» **DIRECTIONS FOR THIS TASK**:
Render the part of the entries that opens with the line containing "Can you spot any bell" and closes with the line containing "196, 85, 215, 131" as a two-column CSV headed instruction and response. Give one row per entry, with its text under instruction and its answer under response, each in one quoted field and with line breaks turned into spaces.
━━━ RECORDED DATA ━━━
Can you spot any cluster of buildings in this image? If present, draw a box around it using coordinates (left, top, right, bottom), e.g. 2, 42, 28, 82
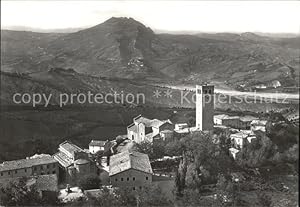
0, 85, 266, 196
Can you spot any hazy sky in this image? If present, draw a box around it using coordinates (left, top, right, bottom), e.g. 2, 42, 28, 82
1, 0, 300, 33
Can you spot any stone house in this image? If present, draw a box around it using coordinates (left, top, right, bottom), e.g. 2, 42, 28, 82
0, 154, 59, 179
127, 115, 174, 143
109, 151, 153, 190
53, 141, 98, 184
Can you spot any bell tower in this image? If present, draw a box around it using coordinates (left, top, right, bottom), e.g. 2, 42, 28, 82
196, 85, 215, 131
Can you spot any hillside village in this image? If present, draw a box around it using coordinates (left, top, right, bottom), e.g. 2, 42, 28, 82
0, 85, 292, 205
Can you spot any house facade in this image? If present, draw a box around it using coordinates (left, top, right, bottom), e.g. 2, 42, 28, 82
54, 141, 97, 184
214, 114, 257, 129
109, 151, 153, 190
0, 155, 59, 179
127, 115, 174, 143
89, 140, 108, 154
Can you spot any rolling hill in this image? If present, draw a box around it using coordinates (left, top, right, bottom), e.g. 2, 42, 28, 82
1, 17, 300, 90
━━━
» **TASK SOLUTION**:
instruction,response
"Can you spot any bell tower in this image? If present, draw a box around it using coordinates (left, top, right, bottom), e.g. 2, 42, 28, 82","196, 85, 215, 131"